--- start of Material for the task ---

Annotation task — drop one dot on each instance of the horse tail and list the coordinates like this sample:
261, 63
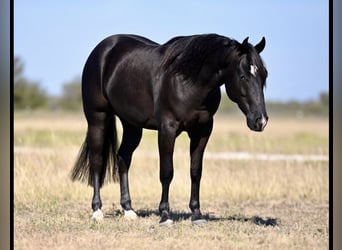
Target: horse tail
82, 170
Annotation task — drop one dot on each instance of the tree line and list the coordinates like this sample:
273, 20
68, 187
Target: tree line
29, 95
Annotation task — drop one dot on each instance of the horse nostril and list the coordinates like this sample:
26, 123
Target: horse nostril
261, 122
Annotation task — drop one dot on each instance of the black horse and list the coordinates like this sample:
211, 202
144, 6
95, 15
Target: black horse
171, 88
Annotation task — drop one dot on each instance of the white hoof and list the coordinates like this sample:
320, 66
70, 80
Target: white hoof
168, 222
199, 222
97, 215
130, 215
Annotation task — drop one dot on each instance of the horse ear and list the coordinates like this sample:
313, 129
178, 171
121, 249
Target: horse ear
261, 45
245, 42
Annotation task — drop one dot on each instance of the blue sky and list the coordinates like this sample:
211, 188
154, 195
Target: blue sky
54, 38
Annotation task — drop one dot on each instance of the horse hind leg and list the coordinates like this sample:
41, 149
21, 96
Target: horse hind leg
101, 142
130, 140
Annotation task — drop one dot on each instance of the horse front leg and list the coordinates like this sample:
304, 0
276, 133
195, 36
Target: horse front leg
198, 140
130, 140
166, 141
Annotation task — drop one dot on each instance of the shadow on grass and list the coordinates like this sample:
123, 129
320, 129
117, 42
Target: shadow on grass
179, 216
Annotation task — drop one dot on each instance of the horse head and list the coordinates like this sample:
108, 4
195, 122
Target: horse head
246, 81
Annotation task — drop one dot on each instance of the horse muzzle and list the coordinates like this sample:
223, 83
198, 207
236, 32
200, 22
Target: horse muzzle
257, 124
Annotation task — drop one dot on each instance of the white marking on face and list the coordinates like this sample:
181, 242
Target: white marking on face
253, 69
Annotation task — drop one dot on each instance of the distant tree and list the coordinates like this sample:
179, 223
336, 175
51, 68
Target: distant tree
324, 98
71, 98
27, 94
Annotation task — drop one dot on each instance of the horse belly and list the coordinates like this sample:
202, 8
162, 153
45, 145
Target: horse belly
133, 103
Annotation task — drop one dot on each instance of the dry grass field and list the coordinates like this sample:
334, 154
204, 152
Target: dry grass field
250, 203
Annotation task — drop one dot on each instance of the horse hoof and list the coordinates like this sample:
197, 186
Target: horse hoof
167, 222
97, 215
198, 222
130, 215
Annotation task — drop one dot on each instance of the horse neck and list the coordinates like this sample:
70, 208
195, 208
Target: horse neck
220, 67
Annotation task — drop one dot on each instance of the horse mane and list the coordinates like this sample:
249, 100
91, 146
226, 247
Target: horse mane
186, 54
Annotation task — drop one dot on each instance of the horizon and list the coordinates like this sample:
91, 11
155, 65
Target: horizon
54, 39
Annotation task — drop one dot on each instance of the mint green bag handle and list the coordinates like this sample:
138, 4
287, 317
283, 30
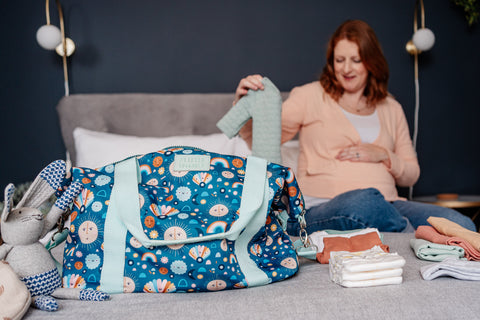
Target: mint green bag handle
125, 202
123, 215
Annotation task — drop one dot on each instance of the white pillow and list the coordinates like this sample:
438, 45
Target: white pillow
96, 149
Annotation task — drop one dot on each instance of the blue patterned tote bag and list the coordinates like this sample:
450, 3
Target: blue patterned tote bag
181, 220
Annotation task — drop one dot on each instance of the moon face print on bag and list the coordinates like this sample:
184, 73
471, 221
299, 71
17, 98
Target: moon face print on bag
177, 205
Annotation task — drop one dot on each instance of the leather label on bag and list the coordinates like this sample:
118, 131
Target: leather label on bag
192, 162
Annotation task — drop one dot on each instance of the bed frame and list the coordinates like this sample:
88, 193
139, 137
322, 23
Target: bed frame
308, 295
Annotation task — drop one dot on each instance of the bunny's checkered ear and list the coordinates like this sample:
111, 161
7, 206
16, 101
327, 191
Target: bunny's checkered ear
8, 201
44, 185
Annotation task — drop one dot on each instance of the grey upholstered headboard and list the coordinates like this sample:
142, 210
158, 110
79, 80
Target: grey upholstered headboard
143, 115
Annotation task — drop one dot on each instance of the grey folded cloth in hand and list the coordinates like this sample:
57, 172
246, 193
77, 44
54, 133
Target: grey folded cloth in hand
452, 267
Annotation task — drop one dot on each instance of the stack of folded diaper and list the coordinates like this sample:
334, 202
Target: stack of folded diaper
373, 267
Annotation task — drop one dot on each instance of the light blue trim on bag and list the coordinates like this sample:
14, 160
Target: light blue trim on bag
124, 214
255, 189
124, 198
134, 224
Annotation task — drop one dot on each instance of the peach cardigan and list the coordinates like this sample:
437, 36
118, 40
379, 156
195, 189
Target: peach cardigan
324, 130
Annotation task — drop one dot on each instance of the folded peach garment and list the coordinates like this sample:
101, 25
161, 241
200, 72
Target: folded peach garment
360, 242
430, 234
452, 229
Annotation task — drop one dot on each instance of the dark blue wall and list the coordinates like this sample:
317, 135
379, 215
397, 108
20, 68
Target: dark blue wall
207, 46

--- end of Material for the task ---
--- start of Material for the task ---

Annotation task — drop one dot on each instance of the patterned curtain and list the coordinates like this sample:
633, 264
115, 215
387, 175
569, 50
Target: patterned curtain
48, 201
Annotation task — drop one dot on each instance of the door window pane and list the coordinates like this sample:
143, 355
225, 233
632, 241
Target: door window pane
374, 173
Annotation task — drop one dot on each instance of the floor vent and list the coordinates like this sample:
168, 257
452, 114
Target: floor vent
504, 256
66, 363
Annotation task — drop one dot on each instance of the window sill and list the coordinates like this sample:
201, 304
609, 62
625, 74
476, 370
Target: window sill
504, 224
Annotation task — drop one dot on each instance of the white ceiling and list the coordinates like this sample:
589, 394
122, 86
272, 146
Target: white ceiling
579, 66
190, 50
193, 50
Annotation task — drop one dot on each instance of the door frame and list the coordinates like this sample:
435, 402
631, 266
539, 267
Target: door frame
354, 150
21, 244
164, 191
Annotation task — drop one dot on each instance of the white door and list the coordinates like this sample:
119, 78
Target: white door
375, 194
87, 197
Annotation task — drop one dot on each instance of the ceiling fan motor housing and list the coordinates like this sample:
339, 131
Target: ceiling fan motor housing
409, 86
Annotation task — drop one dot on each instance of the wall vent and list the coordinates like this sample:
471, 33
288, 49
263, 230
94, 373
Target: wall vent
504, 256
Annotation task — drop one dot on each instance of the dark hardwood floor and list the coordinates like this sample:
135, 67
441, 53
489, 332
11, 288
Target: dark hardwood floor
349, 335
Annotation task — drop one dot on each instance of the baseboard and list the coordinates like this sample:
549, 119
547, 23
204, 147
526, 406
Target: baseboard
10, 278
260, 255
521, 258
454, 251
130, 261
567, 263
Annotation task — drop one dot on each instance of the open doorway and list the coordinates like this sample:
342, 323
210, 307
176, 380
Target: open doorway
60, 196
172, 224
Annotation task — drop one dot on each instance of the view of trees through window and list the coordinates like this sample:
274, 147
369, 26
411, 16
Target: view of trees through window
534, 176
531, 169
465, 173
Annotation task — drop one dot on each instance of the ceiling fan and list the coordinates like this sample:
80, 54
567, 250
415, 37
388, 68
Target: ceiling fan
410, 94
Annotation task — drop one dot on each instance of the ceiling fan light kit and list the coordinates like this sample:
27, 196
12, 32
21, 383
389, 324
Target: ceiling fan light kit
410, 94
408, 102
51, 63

--- end of Material for the task ---

_Problem requirements_: Count the lines of the records that contain the string "baseboard". Give only the number.

_Complete output_: 2